TASK GOAL:
Find the line with "Query: breaking wave". Transcribe it and each later line of the data exactly, up to and including the last.
########################################
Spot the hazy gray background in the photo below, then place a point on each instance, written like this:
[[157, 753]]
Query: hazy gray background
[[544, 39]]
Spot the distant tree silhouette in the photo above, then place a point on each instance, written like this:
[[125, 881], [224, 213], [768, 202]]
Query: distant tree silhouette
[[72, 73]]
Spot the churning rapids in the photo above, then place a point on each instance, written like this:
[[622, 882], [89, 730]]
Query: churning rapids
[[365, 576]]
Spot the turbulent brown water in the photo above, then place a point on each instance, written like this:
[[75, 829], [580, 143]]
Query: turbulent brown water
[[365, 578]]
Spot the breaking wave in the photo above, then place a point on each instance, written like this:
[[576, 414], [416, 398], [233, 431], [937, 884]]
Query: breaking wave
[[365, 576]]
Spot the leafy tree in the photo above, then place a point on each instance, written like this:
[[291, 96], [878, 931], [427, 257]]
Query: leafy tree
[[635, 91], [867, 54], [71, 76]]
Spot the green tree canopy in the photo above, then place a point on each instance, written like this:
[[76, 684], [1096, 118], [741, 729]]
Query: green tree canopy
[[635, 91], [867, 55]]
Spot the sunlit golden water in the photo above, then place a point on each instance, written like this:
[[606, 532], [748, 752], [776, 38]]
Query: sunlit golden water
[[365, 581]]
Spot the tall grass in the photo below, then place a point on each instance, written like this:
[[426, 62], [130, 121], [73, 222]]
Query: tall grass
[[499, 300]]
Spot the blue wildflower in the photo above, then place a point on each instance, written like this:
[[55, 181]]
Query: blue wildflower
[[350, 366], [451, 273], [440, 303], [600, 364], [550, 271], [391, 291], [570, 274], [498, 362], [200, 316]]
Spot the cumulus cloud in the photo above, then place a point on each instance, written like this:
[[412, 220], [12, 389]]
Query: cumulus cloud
########################################
RESPONSE FOR THIS EXERCISE:
Query: breaking wave
[[365, 576]]
Spot the leafy tree in the photo above, then place a point on each instance, written like this:
[[291, 96], [878, 931], [427, 257]]
Query: leafy tree
[[635, 91], [867, 54], [71, 76]]
Spot the green tree canopy in the photo above, then place a point on each instance, written like this:
[[76, 684], [1096, 118], [741, 729]]
Query: green tree canopy
[[635, 91], [867, 55]]
Spot the sunlit golden water in the photo above, then place a point on each instance, written like this:
[[606, 532], [748, 752], [776, 38]]
Query: sunlit golden water
[[365, 581]]
Spot the tall grass in the photo below, then place a point on each instance, written like this:
[[426, 62], [130, 121], [73, 222]]
Query: tall grass
[[499, 300]]
Spot the blue wildflower in the photo above, then place a point on each instance, written like this:
[[55, 181]]
Query: blue wildflower
[[350, 366], [451, 273], [440, 303], [600, 364], [550, 271], [391, 291], [570, 274], [498, 362], [200, 316]]
Spot the cumulus cloud in the photo above, then place a point on each instance, written like this:
[[412, 220], [12, 389]]
Query: cumulus cloud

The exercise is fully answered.